*TASK TO CARRY OUT*
Write out the rows below, from the very beginning down to and including the line that contains "column 934, row 526", with no pictures in your answer.

*RECORDS SUPPLIED*
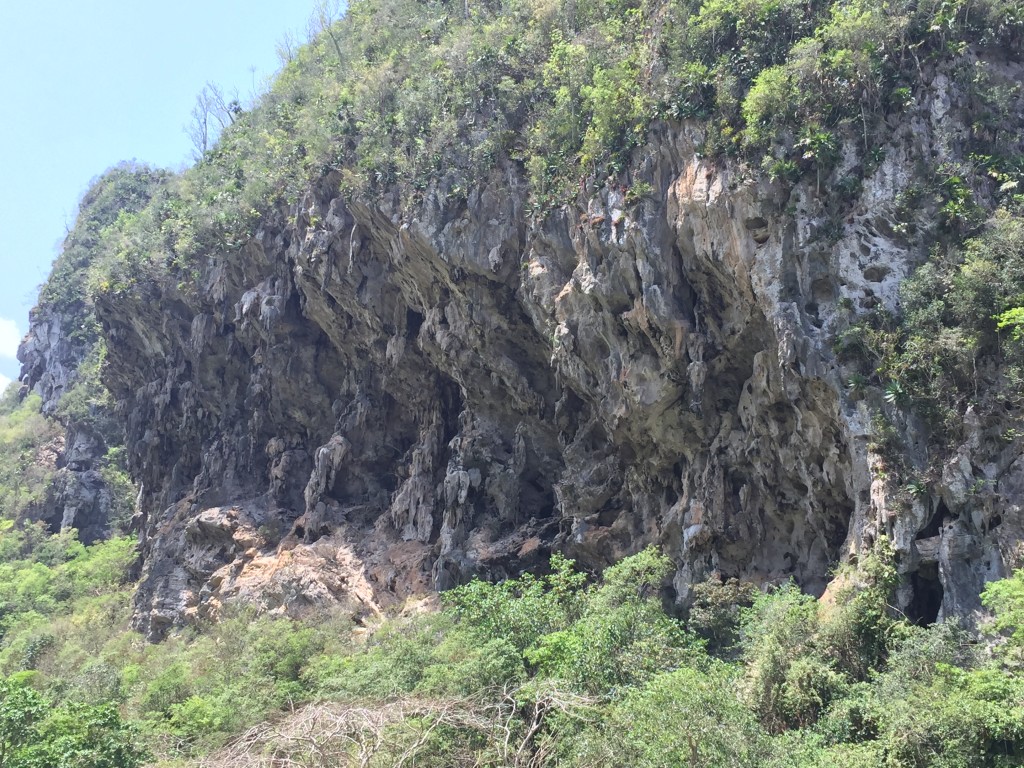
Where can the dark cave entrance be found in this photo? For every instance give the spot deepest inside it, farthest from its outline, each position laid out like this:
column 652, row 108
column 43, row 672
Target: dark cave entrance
column 927, row 600
column 934, row 526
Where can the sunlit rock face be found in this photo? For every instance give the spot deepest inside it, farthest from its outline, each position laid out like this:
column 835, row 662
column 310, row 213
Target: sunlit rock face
column 365, row 401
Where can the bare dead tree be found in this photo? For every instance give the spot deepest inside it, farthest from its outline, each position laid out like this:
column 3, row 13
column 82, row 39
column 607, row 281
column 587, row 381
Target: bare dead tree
column 326, row 12
column 213, row 112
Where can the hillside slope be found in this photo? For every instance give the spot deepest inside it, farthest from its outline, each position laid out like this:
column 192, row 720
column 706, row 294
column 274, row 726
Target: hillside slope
column 472, row 285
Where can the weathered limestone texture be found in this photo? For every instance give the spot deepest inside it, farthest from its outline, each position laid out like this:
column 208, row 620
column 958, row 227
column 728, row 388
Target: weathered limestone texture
column 366, row 401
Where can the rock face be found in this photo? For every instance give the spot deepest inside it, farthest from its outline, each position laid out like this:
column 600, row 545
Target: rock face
column 80, row 498
column 364, row 402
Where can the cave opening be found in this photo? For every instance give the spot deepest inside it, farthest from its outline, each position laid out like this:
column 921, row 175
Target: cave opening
column 927, row 600
column 414, row 321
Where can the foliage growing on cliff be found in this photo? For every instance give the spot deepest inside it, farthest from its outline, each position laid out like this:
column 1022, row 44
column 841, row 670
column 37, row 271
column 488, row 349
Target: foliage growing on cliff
column 545, row 671
column 414, row 101
column 27, row 454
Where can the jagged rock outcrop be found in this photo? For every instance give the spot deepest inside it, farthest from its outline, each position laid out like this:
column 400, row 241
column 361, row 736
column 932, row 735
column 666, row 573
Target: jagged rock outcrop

*SOLUTION TO THIS PROBLEM*
Where can the dark cave entrance be found in this photo? For every instance give the spot deepest inside it, farthest from its outline, each position laid out like this:
column 652, row 108
column 43, row 672
Target: dark cave entrance
column 927, row 600
column 934, row 526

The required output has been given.